• [AUFGABENSTELLUNG]:
Wie lässt sich die Buchbesprechung über die deutschen Juden zwischen 1933 und 1935 nach ihrem letzten Satz fortsetzen?

• [TEXTAUSZUG]:

※ ※ ※

Wie reagierten die Juden auf die Machtübertragung an die Nationalsozialisten? Diese Frage nimmt die Opfer-, nicht die Täterperspektive ein. Während die Forschung die Repressionspolitik durch den NS-Staat breit aufgearbeitet hat, widmete sie weniger Aufmerksamkeit den davon betroffenen Juden. Erkannten sie die Bedrohung ihrer Existenz? Oder hielten sie den Nationalsozialismus für ein vorübergehendes Phänomen? War eher die Anpassung oder mehr die Auswanderung die dominierende Handlungsoption?…
Von Armin Pfahl-Traughber
Antworten darauf geben will der Historiker und Politikwissenschaftler Julius H. Schoeps, Gründungsdirektor und langjähriger Leiter des Moses Mendelssohn-Zentrum für europäisch-jüdische Studien an der Universität Potsdam. Mit „Düstere Vorahnungen. Deutschlands Juden am Vorabend der Katastrophe“ legt er eine umfangreiche Studie vor. Darin geht es um die Entwicklung zwischen 1933 und 1935 und die Frage „Wie … haben die deutschen Juden die Ereignisse vor und nach der Machtübernahme erfahren, erlebt und verarbeitet? (S. 12).

※ ※ ※

Extrahierte Datensätze:
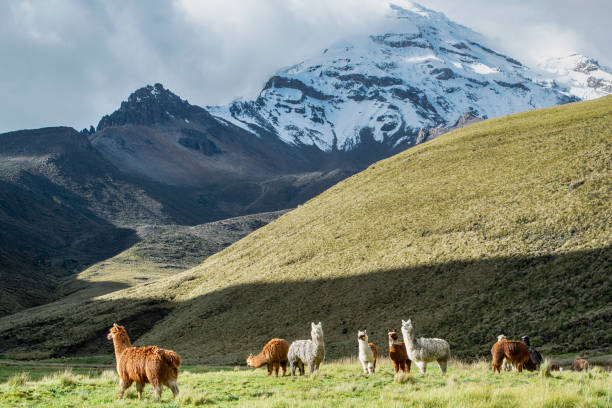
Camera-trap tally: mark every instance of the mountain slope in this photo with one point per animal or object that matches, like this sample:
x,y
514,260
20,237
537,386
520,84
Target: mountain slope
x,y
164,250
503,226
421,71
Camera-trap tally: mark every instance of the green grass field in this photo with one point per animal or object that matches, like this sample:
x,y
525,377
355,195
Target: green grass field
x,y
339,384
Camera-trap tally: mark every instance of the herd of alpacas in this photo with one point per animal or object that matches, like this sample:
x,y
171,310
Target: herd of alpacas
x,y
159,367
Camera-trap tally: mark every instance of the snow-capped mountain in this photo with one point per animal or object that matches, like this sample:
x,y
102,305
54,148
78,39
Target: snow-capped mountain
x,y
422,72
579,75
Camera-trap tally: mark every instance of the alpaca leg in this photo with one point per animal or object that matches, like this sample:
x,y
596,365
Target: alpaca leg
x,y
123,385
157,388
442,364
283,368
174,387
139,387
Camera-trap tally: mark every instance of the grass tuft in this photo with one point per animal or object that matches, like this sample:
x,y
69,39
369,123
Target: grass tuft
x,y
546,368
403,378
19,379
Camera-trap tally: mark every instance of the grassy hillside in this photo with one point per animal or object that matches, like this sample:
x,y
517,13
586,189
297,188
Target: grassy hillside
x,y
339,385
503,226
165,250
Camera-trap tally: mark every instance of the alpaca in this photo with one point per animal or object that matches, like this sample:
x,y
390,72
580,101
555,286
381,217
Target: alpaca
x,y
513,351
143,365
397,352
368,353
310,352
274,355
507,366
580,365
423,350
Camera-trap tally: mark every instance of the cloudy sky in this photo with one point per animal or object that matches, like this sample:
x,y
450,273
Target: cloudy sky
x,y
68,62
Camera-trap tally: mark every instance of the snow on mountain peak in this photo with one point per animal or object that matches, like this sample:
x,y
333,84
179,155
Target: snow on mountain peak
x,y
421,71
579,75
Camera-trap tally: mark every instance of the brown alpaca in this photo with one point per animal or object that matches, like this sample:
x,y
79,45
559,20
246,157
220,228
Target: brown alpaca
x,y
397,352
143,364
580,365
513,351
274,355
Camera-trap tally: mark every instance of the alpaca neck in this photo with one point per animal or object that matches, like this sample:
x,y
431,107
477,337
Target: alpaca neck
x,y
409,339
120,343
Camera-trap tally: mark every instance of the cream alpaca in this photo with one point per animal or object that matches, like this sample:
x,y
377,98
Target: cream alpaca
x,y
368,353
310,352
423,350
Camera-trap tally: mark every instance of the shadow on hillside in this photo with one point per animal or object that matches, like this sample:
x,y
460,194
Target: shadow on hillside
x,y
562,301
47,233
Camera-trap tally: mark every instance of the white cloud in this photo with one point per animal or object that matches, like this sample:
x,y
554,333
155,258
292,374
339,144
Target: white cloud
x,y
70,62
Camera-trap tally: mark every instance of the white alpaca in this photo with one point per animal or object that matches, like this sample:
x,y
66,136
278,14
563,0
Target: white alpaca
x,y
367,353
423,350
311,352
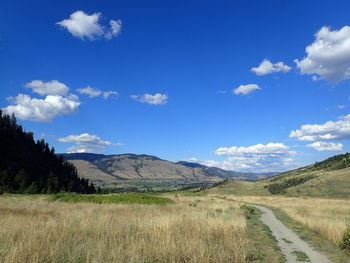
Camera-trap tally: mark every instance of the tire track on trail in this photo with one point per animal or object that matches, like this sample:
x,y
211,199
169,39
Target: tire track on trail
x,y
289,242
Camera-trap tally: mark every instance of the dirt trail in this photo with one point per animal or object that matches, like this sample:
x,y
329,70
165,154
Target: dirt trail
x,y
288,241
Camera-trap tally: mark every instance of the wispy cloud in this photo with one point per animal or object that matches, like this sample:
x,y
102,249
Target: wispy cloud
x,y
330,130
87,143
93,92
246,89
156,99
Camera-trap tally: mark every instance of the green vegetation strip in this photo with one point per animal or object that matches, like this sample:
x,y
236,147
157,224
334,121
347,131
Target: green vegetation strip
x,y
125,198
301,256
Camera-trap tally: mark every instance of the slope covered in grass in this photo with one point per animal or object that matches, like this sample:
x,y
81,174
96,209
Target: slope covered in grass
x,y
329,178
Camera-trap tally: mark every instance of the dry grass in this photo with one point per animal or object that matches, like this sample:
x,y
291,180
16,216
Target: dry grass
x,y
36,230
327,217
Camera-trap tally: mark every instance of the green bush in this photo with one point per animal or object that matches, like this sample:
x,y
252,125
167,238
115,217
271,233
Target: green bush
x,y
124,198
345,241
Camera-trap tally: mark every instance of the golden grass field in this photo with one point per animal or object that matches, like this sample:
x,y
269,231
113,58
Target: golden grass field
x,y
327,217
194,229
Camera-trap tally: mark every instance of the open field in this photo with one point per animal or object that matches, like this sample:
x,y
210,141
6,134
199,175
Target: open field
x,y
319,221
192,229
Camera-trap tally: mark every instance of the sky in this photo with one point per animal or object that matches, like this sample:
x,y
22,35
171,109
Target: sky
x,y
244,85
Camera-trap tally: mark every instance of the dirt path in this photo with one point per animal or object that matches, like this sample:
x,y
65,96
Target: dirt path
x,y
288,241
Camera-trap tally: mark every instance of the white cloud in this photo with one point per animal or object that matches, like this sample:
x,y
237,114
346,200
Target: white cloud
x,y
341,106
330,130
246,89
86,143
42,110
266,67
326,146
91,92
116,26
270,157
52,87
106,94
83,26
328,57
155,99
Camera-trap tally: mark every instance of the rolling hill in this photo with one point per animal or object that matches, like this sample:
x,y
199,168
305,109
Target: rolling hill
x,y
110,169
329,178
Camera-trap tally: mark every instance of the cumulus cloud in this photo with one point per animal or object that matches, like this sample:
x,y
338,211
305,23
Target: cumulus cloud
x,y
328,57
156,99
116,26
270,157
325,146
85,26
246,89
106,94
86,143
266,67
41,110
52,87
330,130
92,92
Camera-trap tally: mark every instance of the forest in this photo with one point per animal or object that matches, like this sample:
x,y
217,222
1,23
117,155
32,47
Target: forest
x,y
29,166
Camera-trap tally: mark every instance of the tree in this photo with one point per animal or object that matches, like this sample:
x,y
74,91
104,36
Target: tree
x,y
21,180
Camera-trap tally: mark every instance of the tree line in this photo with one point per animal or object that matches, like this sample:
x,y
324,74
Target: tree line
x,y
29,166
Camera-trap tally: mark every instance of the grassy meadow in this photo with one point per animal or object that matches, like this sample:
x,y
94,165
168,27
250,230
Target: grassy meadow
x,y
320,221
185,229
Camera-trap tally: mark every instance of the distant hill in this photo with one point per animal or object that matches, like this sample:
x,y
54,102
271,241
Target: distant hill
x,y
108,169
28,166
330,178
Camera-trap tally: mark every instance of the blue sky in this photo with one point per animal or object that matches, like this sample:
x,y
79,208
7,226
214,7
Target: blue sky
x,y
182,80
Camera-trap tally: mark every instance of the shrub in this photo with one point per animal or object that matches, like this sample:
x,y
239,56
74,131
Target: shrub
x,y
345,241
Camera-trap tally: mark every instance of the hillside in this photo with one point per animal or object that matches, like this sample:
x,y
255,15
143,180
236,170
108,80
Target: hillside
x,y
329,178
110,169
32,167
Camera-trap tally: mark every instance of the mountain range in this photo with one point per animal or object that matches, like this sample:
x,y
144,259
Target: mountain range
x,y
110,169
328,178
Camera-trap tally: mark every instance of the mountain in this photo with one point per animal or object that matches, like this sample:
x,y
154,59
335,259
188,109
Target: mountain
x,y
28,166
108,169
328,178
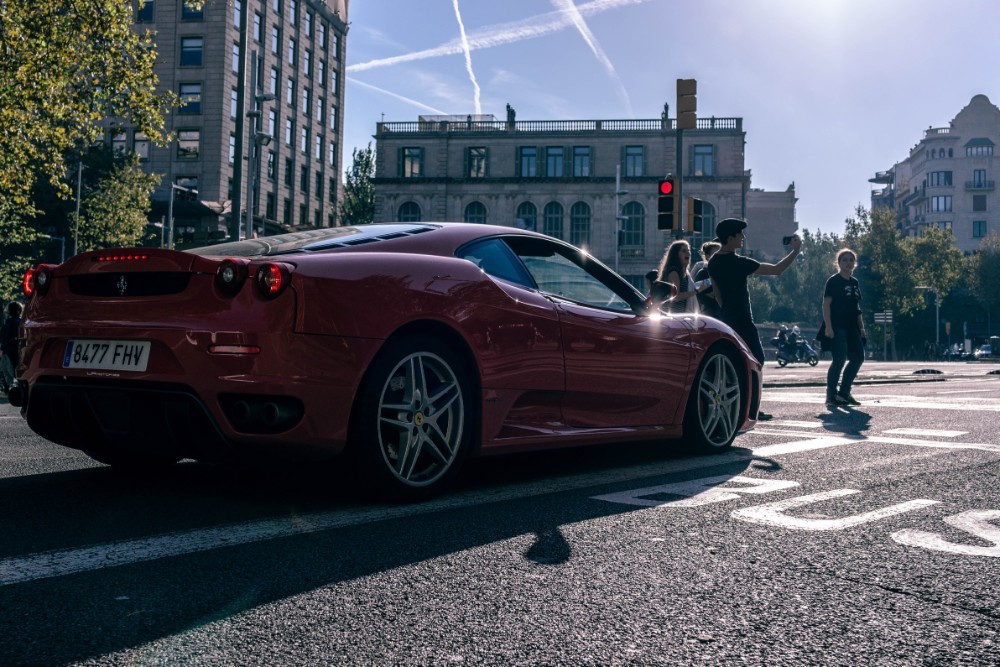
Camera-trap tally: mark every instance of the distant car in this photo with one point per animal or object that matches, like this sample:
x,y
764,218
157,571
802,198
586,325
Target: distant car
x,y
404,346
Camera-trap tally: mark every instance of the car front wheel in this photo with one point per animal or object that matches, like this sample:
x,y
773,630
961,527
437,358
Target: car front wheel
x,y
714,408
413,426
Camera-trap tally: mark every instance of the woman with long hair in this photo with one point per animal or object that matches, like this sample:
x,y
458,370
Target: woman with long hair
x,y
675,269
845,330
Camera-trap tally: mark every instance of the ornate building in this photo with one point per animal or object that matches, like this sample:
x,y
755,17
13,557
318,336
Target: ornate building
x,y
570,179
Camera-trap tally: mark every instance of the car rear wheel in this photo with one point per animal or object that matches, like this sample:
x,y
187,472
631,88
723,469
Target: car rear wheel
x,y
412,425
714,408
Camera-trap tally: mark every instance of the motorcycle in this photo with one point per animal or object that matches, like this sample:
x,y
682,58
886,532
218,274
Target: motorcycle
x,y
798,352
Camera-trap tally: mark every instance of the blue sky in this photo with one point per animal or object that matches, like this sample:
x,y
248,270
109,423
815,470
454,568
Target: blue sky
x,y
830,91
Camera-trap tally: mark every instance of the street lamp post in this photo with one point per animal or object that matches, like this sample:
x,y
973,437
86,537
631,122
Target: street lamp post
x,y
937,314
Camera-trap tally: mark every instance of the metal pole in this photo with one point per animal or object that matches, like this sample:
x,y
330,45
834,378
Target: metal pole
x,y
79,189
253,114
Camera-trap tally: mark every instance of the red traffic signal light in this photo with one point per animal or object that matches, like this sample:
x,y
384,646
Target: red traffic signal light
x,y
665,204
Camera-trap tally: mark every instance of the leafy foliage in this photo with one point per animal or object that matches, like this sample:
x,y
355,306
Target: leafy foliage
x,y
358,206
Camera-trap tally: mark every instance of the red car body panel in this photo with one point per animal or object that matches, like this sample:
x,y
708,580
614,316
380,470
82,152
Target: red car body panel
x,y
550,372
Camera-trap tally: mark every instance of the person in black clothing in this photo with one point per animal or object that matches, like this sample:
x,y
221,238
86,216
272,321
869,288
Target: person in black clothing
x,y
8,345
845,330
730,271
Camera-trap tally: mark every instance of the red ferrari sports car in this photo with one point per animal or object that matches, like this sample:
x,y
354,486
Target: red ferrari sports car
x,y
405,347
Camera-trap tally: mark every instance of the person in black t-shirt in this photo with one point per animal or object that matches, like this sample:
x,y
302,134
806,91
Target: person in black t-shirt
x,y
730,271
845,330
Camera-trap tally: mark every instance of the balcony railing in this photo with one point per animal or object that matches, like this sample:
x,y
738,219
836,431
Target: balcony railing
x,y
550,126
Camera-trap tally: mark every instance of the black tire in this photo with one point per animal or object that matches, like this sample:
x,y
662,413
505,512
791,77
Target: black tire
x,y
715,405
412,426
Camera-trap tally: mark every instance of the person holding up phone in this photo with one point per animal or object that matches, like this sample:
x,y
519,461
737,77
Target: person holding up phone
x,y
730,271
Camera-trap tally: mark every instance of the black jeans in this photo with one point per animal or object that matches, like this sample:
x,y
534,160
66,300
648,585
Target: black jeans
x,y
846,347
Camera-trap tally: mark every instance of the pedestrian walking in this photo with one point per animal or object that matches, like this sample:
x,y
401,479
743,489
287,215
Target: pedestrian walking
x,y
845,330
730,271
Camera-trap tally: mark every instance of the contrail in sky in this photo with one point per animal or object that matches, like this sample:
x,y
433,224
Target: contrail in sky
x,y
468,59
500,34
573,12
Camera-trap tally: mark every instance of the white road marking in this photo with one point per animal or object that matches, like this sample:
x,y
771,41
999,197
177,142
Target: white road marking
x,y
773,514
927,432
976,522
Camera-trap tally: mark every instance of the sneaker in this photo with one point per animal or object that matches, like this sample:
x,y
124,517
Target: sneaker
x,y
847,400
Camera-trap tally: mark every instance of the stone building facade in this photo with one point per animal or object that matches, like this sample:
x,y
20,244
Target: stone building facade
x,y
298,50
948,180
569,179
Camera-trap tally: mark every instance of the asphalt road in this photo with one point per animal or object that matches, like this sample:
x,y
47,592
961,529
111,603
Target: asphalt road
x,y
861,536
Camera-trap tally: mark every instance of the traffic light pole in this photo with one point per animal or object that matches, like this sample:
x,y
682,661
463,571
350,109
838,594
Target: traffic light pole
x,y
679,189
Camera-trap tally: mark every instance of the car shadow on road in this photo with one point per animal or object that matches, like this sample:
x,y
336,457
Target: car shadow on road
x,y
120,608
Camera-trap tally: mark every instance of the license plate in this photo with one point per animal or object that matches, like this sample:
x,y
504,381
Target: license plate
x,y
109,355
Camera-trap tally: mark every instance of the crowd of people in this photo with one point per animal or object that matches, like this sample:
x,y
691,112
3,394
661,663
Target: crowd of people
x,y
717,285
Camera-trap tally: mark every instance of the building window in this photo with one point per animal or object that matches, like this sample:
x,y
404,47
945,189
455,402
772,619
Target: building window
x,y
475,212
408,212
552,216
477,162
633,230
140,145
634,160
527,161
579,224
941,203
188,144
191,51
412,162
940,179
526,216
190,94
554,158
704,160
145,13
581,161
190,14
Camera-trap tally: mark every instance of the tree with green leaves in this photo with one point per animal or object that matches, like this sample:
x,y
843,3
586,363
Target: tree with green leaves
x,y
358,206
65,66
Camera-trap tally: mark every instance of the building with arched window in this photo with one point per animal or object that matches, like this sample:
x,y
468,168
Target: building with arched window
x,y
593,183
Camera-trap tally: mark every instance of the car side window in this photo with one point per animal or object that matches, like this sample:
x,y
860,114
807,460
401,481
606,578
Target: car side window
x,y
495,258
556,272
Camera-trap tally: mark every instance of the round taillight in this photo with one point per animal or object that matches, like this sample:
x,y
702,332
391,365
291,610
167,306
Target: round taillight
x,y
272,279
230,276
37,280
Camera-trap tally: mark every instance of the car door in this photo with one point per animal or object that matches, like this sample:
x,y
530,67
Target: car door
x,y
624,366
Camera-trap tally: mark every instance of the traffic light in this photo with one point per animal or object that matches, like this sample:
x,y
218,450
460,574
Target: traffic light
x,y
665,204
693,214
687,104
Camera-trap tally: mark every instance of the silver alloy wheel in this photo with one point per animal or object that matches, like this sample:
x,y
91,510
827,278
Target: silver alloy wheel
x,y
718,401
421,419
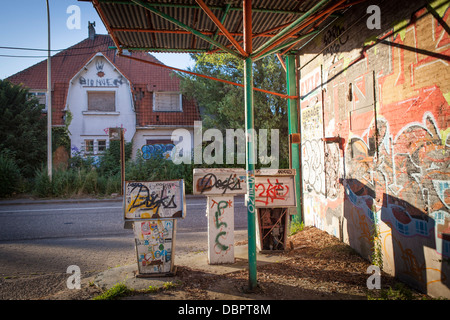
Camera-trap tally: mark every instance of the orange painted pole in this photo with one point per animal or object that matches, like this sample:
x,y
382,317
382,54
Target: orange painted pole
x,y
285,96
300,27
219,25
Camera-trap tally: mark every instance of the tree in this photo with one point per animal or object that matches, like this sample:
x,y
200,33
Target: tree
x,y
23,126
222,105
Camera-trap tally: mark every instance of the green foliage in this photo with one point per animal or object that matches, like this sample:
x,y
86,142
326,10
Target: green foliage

※ ※ ※

• [ENDGÜLTIGE ANTWORT]:
Dabei blickt der Autor zunächst auf die Entwicklung in der Weimarer Republik, konnte dort doch bereits ein Anstieg des Antisemitismus ausgemacht werden. Dies waren für ihn „Vorboten des Kommenden“ (S. 19). Ein Bewusstsein davon sei innerhalb des keineswegs homogenen Judentums sehr wohl vorhanden gewesen. Aufgrund der starken Assimilation und Integration konnte und wollte man sich indessen nicht die folgenden Konsequenzen und Verbrechen vorstellen. Es gab zwar die erwähnten Bedenken, gleichwohl hofften die Juden auf eine Mäßigung des Regimes. Der Autor zitiert etwa eine Erklärung des „Centralvereins deutscher Staatsbürger jüdischen Glaubens“, wo von der unbeirrten „Pflege der deutsch-vaterländischen Gesinnung“ (S. 118) die Rede war. Man habe so auf ein Arrangement mit den Nationalsozialisten gehofft. Doch es kam bekanntlich ganz anders: Die Ausgrenzungs- und Diskriminierungspraxis nahm zu, tagtäglich erfolgten Entrechtungen und Gewalttaten. Den Betroffenen wurde die soziale Existenzgrundlage entzogen.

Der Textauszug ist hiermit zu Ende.